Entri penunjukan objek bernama
----

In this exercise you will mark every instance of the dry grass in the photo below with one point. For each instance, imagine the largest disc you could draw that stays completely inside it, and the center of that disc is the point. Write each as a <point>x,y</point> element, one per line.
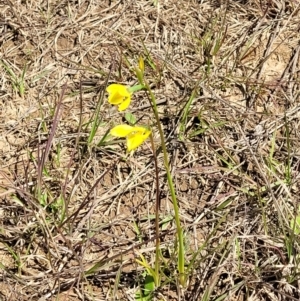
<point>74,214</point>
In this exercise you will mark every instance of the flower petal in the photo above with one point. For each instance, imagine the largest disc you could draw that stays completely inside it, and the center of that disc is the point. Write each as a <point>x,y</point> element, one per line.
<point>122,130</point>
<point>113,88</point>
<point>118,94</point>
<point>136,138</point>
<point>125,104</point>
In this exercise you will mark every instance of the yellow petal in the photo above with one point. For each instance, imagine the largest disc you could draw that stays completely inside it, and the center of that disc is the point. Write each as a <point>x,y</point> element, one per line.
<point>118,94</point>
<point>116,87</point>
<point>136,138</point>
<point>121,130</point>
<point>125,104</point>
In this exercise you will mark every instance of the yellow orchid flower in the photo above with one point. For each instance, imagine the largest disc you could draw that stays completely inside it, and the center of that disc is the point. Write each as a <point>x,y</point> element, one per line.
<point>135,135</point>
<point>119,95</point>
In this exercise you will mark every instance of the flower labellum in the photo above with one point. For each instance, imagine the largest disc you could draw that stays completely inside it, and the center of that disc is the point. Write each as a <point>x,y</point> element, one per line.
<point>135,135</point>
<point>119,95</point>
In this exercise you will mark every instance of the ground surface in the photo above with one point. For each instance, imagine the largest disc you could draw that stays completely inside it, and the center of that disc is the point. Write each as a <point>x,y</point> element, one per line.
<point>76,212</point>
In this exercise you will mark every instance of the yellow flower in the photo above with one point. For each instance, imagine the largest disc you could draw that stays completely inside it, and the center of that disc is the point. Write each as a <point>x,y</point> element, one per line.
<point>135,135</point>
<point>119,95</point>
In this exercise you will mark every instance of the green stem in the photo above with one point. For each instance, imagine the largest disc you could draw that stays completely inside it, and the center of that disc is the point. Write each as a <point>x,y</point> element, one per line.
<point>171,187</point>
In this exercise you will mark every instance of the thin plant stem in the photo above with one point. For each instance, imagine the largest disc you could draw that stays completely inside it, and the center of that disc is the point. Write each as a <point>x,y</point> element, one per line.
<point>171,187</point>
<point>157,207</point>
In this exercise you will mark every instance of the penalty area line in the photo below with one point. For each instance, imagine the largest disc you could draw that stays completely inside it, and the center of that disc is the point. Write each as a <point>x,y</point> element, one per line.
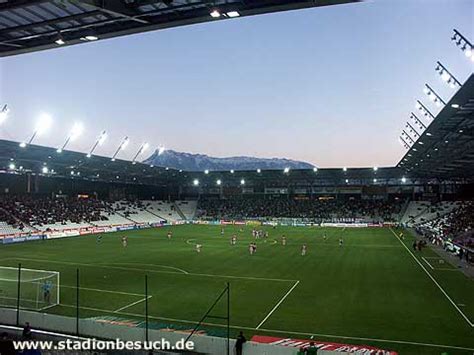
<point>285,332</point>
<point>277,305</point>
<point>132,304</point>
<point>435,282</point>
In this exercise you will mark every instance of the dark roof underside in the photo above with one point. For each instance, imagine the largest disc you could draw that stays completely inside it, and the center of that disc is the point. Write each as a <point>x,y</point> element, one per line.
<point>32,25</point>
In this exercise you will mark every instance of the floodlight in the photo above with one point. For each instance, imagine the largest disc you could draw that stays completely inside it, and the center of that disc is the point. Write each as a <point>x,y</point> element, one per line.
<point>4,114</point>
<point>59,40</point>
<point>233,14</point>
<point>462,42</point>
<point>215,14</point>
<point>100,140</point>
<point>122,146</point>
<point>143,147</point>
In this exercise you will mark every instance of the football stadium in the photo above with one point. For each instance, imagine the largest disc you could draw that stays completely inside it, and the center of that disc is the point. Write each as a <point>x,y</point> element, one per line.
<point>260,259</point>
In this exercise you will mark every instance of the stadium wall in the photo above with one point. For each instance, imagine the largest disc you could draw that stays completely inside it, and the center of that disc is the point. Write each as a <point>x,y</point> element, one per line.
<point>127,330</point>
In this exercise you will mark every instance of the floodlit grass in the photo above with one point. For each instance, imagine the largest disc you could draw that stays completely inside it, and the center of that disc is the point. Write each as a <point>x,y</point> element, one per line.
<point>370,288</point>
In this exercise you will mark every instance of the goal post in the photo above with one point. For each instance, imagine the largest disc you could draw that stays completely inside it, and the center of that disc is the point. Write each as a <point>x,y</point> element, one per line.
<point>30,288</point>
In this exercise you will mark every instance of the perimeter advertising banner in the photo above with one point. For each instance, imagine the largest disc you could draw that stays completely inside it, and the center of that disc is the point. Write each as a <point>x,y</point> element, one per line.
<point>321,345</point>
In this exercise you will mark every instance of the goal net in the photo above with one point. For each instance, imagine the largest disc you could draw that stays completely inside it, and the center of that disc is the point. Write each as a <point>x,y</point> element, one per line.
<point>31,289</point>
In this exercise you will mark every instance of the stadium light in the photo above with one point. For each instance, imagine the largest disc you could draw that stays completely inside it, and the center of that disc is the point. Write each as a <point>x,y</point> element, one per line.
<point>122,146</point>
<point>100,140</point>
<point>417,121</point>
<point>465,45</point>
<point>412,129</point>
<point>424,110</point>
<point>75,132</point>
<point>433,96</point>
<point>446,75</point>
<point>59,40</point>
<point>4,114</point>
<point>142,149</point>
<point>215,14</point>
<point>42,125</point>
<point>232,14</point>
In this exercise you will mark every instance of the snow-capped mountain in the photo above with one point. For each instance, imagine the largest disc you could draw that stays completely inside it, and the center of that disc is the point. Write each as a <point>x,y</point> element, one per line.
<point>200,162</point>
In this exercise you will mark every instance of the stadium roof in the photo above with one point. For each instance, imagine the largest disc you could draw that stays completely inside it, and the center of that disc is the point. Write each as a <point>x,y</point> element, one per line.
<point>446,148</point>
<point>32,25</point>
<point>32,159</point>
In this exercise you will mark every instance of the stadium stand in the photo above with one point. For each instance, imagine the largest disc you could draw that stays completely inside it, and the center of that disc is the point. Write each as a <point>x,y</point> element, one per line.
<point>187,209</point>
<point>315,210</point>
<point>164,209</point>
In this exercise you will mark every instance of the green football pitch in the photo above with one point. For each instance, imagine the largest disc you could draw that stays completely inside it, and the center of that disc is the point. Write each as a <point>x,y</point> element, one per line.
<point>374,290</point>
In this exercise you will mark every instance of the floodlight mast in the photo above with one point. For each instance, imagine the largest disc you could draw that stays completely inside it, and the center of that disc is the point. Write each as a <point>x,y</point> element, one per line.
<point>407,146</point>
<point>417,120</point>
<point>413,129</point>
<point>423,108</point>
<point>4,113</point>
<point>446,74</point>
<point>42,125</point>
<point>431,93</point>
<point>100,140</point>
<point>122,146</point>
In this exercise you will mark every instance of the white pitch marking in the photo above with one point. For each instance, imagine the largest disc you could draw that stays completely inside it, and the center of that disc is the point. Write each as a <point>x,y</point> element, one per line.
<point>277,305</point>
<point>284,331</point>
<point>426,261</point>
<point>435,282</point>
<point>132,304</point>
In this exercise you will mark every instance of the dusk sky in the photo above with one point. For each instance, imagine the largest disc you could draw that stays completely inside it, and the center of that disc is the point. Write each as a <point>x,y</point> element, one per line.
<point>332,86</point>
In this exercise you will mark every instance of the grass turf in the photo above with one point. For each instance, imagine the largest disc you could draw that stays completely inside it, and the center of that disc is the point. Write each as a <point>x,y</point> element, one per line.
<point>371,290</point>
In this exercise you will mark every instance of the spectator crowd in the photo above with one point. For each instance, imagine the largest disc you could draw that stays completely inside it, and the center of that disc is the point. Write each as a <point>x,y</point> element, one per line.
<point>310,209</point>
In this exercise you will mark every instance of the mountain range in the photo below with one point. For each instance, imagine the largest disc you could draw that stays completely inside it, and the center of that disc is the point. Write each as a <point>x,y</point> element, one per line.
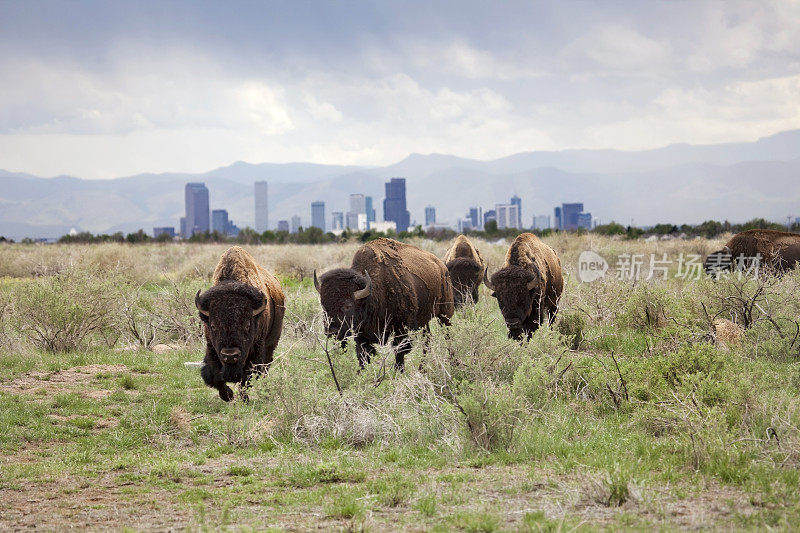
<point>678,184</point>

----

#### PETUNJUK DAN KETENTUAN
Tulis ulang baris-baris mulai dari baris yang memuat "In this exercise you will mark every instance of the football" sampai baris yang memuat "<point>260,259</point>", termasuk kedua baris itu dan permintaannya. Tambahkan 28 pada setiap angka koordinat di jawabannya.

#### JAWABAN LATIHAN INI
In this exercise you will mark every instance of the football stadium in the photo above with one point. For each instance, imagine the largest disc you could draw that stays completely inside it, and the center of that disc is the point. Write each as a <point>x,y</point> element, one per line.
<point>288,287</point>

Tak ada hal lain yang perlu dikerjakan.